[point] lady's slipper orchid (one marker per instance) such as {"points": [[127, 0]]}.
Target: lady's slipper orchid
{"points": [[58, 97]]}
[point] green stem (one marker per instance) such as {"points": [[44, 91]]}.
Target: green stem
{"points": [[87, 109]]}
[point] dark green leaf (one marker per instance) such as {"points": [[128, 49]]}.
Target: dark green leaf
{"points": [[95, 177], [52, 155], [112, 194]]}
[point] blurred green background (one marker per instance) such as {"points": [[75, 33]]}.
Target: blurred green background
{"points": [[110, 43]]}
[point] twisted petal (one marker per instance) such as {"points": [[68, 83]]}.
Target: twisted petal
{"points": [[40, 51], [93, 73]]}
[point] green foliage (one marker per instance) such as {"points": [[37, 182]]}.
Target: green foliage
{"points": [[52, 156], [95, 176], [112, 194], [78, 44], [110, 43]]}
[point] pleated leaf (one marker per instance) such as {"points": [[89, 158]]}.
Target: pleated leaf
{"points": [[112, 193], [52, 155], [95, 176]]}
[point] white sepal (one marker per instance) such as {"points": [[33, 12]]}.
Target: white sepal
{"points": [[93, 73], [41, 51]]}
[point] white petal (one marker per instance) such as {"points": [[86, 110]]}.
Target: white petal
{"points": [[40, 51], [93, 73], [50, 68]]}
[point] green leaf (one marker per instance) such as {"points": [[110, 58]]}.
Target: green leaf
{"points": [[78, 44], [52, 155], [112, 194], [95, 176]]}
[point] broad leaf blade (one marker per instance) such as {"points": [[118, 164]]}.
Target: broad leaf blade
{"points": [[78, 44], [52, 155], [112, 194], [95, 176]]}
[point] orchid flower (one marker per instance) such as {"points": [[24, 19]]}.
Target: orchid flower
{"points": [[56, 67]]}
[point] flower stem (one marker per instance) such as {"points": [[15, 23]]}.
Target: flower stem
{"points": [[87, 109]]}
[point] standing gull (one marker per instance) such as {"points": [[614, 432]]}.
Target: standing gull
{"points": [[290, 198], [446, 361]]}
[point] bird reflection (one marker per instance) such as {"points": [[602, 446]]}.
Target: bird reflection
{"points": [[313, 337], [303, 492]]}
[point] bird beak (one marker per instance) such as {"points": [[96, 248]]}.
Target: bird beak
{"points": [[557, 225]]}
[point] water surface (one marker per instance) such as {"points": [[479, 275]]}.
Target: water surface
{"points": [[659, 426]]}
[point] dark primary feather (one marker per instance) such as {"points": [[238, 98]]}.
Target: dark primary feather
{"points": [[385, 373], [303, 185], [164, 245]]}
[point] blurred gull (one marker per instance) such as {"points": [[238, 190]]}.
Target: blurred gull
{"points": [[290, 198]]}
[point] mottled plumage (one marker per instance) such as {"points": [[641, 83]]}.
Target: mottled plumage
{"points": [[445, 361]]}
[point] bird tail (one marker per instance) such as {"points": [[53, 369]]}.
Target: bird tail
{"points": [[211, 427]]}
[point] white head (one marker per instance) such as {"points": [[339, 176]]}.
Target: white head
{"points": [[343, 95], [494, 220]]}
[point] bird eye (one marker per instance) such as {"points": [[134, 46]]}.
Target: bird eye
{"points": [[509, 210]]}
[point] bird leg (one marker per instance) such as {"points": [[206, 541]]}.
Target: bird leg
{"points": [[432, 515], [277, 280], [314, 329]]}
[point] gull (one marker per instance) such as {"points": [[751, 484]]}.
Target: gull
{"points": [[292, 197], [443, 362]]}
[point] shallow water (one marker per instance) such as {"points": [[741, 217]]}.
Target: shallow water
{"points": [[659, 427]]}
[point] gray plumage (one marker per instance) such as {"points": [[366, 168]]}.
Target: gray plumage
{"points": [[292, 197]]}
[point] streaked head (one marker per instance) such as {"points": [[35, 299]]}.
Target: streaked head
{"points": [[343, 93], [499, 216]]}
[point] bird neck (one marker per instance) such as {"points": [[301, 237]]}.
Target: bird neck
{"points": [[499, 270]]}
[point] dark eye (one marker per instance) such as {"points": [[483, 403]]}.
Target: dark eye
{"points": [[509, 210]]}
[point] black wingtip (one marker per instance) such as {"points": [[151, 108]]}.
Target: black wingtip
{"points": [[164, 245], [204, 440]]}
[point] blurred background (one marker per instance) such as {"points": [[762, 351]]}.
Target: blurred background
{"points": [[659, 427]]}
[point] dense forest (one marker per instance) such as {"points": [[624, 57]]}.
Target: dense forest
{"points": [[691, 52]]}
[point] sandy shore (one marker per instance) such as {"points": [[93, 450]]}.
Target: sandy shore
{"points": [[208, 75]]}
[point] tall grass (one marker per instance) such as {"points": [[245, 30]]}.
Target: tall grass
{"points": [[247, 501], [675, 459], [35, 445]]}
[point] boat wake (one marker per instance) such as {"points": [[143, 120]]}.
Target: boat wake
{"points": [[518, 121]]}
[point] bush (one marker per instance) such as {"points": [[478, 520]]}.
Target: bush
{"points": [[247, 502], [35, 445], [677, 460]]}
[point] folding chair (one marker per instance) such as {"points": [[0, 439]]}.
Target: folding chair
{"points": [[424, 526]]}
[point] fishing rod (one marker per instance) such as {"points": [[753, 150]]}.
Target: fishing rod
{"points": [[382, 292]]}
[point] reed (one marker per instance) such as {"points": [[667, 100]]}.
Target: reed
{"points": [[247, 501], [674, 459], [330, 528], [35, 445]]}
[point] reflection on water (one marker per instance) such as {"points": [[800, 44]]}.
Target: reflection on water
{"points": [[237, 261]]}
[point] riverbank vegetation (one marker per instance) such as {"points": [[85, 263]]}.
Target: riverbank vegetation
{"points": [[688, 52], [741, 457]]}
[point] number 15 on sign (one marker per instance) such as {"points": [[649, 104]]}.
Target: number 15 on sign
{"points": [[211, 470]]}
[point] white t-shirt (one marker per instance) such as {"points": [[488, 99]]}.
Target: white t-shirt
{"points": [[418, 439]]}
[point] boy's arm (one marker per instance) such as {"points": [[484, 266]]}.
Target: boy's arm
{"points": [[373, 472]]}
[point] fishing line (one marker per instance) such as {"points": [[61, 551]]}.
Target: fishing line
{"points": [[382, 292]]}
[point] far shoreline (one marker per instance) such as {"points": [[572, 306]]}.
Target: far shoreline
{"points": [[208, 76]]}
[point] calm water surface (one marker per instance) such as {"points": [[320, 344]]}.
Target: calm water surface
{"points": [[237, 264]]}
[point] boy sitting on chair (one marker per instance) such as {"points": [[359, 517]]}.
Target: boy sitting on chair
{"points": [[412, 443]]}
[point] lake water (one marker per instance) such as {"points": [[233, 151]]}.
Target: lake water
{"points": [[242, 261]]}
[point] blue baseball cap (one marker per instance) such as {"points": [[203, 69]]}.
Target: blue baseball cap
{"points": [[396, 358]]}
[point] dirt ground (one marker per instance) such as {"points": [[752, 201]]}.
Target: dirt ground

### [Problem details]
Your task is to transcribe the listing above in full, exactly as given.

### [Expected answer]
[point] lady's slipper orchid (one marker per instance) such as {"points": [[127, 0]]}.
Target: lady's slipper orchid
{"points": [[58, 97]]}
[point] green stem (one marker per instance) such as {"points": [[44, 91]]}.
Target: green stem
{"points": [[87, 109]]}
[point] dark green leaf (one marker per instance) such as {"points": [[128, 49]]}.
Target: dark green leaf
{"points": [[95, 177], [52, 155], [112, 194]]}
[point] blurred green background (one marker per instance) such as {"points": [[75, 33]]}.
Target: blurred green background
{"points": [[110, 43]]}
[point] twisted petal (one marker per instance) such as {"points": [[68, 83]]}.
Target: twisted petal
{"points": [[40, 51], [93, 73]]}
[point] green foliage (one marker per instance) such as {"points": [[37, 182]]}.
Target: green foliage
{"points": [[52, 156], [95, 176], [112, 194], [78, 44], [110, 43]]}
[point] pleated leaf (one marker per instance) such as {"points": [[89, 158]]}.
Target: pleated leaf
{"points": [[112, 193], [52, 155], [95, 176]]}
[point] white sepal (one marker per instance) such as {"points": [[33, 12]]}.
Target: white sepal
{"points": [[93, 73], [41, 51]]}
[point] white petal (one marker per instance) such as {"points": [[86, 110]]}.
Target: white petal
{"points": [[40, 51], [93, 73], [50, 68]]}
[point] green leaf (one marker per instance) such as {"points": [[110, 58]]}.
Target: green leaf
{"points": [[78, 44], [52, 155], [112, 194], [95, 176]]}
[point] broad leaf blade (one marker per instance) such as {"points": [[118, 164]]}.
Target: broad leaf blade
{"points": [[78, 44], [52, 155], [112, 194], [95, 176]]}
[point] orchid flower (one marker per instance) such as {"points": [[24, 19]]}.
Target: orchid flower
{"points": [[56, 67]]}
[point] flower stem (one marker per instance) such as {"points": [[15, 23]]}.
Target: flower stem
{"points": [[87, 109]]}
[point] standing gull (one marker per instance) such as {"points": [[614, 432]]}.
Target: standing gull
{"points": [[290, 198], [446, 361]]}
[point] bird reflection (one marker per instance) such as {"points": [[602, 446]]}.
Target: bird reflection
{"points": [[313, 337], [303, 492]]}
[point] bird beak (one marker per instance) such as {"points": [[96, 248]]}.
Target: bird beak
{"points": [[557, 225]]}
[point] water surface (one marker per instance) such as {"points": [[479, 275]]}.
Target: water surface
{"points": [[659, 426]]}
[point] dark primary feather (one marker per instance) such as {"points": [[238, 98]]}.
Target: dark primary feather
{"points": [[385, 373], [303, 185], [164, 245]]}
[point] blurred gull (one marker per instance) such as {"points": [[238, 190]]}.
Target: blurred gull
{"points": [[290, 198]]}
[point] mottled plumage (one marker per instance) such as {"points": [[641, 83]]}.
Target: mottled plumage
{"points": [[445, 361]]}
[point] bird tail (one marker per instance) such as {"points": [[53, 369]]}.
Target: bird tail
{"points": [[211, 427]]}
[point] white head (one marker per instance) such as {"points": [[339, 176]]}.
Target: white head
{"points": [[343, 95], [494, 220]]}
[point] bird eye (one marker per instance) such as {"points": [[134, 46]]}.
Target: bird eye
{"points": [[509, 210]]}
[point] bird leg (one marker per instance) such as {"points": [[206, 541]]}.
Target: bird leg
{"points": [[432, 515], [277, 280], [314, 329]]}
[point] gull (one marker per instance) such as {"points": [[751, 484]]}.
Target: gull
{"points": [[292, 197], [443, 362]]}
[point] shallow water (one marker per instance) such as {"points": [[741, 217]]}.
Target: shallow water
{"points": [[659, 427]]}
[point] gray plumage (one marker per instance) such as {"points": [[366, 168]]}.
Target: gray plumage
{"points": [[292, 197]]}
[point] streaked head (one marker per instance) such as {"points": [[35, 299]]}.
Target: streaked head
{"points": [[343, 93], [499, 216]]}
[point] bird neck (one marker per instance) such as {"points": [[301, 237]]}.
Target: bird neck
{"points": [[499, 270]]}
[point] dark eye (one marker per instance) such as {"points": [[483, 403]]}.
Target: dark eye
{"points": [[509, 210]]}
[point] black wingtip (one marker per instance) such as {"points": [[151, 108]]}.
Target: black wingtip
{"points": [[164, 245], [204, 440]]}
[point] blurred background (one marker per instance) such as {"points": [[762, 351]]}.
Target: blurred background
{"points": [[659, 427]]}
[point] dense forest (one marker per instance) such as {"points": [[624, 57]]}.
Target: dense forest
{"points": [[691, 52]]}
[point] sandy shore (one marker per instance) such as {"points": [[93, 450]]}.
Target: sandy shore
{"points": [[208, 75]]}
[point] tall grass (one marker per instance) such as {"points": [[245, 30]]}.
Target: tall grass
{"points": [[247, 501], [675, 459], [35, 445]]}
[point] boat wake (one marker per instance) such as {"points": [[143, 120]]}.
Target: boat wake
{"points": [[518, 121]]}
[point] bush (one marker per instance) such as {"points": [[478, 520]]}.
Target: bush
{"points": [[247, 502], [35, 445], [677, 460]]}
[point] folding chair (one marker per instance) such as {"points": [[0, 439]]}.
Target: folding chair
{"points": [[424, 526]]}
[point] fishing rod (one marker per instance) such as {"points": [[753, 150]]}.
Target: fishing rod
{"points": [[382, 292]]}
[point] reed (one marker per instance) such as {"points": [[667, 100]]}.
Target: reed
{"points": [[247, 501], [674, 459], [330, 528], [35, 445]]}
[point] reflection on water (one marker per instance) such as {"points": [[800, 44]]}.
Target: reflection on water
{"points": [[237, 261]]}
[point] riverbank vegetation (one marker per instance) such as {"points": [[85, 263]]}.
Target: riverbank vegetation
{"points": [[688, 52], [741, 457]]}
[point] number 15 on sign (one marker per instance) such as {"points": [[649, 104]]}.
Target: number 15 on sign
{"points": [[211, 470]]}
[point] white t-shirt (one marker per instance) such as {"points": [[488, 99]]}.
Target: white t-shirt
{"points": [[418, 439]]}
[point] boy's arm (one marker per instance) such as {"points": [[484, 266]]}.
Target: boy's arm
{"points": [[373, 472]]}
[point] fishing line (one marker per instance) such as {"points": [[61, 551]]}.
Target: fishing line
{"points": [[382, 292]]}
[point] far shoreline (one marker per instance) such as {"points": [[572, 306]]}.
Target: far shoreline
{"points": [[208, 76]]}
[point] calm water surface (one marker per instance) such as {"points": [[320, 344]]}.
Target: calm water surface
{"points": [[237, 264]]}
[point] boy sitting on chair (one marker per instance) such as {"points": [[359, 517]]}.
Target: boy sitting on chair
{"points": [[412, 443]]}
[point] lake water (one marker per instance) such as {"points": [[233, 151]]}.
Target: lake water
{"points": [[242, 261]]}
[point] blue baseball cap (one marker per instance) such as {"points": [[203, 69]]}.
Target: blue baseball cap
{"points": [[396, 358]]}
[point] dirt ground (one marker per instance) such as {"points": [[752, 201]]}.
Target: dirt ground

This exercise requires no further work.